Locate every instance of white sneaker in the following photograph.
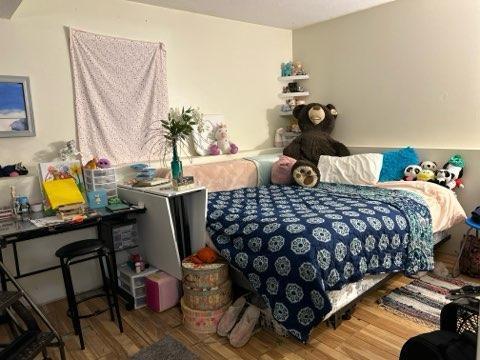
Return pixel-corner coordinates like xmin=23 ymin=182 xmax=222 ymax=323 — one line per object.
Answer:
xmin=228 ymin=305 xmax=260 ymax=347
xmin=217 ymin=296 xmax=246 ymax=336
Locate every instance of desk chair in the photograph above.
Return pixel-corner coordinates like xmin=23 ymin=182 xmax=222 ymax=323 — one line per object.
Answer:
xmin=55 ymin=239 xmax=123 ymax=350
xmin=0 ymin=262 xmax=65 ymax=360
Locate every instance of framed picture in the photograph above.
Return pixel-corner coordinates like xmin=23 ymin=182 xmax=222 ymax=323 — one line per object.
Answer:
xmin=0 ymin=75 xmax=35 ymax=137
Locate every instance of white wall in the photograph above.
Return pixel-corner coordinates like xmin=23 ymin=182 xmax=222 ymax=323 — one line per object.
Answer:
xmin=0 ymin=0 xmax=292 ymax=302
xmin=293 ymin=0 xmax=480 ymax=253
xmin=293 ymin=0 xmax=480 ymax=149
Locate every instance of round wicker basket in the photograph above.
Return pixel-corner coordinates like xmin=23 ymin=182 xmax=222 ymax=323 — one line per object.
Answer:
xmin=182 ymin=259 xmax=228 ymax=289
xmin=183 ymin=280 xmax=232 ymax=310
xmin=180 ymin=297 xmax=230 ymax=334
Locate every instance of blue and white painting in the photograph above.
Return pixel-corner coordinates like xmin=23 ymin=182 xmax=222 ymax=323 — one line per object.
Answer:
xmin=0 ymin=82 xmax=29 ymax=132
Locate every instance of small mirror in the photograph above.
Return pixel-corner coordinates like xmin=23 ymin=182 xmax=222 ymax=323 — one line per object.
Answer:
xmin=0 ymin=75 xmax=35 ymax=137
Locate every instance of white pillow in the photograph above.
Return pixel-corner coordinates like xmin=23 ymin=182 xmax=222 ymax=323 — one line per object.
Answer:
xmin=318 ymin=154 xmax=383 ymax=185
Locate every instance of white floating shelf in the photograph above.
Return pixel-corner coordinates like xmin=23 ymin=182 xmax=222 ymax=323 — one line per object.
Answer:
xmin=278 ymin=91 xmax=310 ymax=99
xmin=278 ymin=75 xmax=310 ymax=82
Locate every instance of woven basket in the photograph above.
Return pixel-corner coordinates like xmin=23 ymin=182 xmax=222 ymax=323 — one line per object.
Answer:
xmin=182 ymin=259 xmax=228 ymax=289
xmin=180 ymin=297 xmax=230 ymax=334
xmin=183 ymin=280 xmax=232 ymax=310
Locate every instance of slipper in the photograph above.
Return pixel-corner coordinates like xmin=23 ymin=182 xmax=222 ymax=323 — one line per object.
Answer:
xmin=217 ymin=296 xmax=246 ymax=336
xmin=228 ymin=305 xmax=260 ymax=348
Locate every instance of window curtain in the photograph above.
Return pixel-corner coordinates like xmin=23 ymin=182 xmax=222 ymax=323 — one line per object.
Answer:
xmin=70 ymin=29 xmax=168 ymax=165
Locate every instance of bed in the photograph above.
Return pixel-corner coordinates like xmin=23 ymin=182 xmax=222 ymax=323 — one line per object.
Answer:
xmin=207 ymin=182 xmax=465 ymax=342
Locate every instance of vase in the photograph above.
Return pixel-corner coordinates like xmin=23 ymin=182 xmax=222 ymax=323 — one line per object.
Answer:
xmin=170 ymin=141 xmax=183 ymax=180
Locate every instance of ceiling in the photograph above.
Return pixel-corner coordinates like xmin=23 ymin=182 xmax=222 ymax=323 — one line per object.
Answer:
xmin=130 ymin=0 xmax=394 ymax=29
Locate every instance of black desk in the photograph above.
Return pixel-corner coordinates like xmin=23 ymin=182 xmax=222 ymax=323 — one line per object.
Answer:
xmin=0 ymin=207 xmax=146 ymax=308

- Aim:
Find each line in the material above that contains the word "white", and copy those lines out.

- Solution for this task:
Locate every instance of white sneaker in the following photograph.
Locate every instance of white wall in the photograph above.
Locate every instance of blue and white painting in the photograph above.
Locate every instance of white pillow in the photograph above.
Locate every instance of white floating shelf in the photograph above.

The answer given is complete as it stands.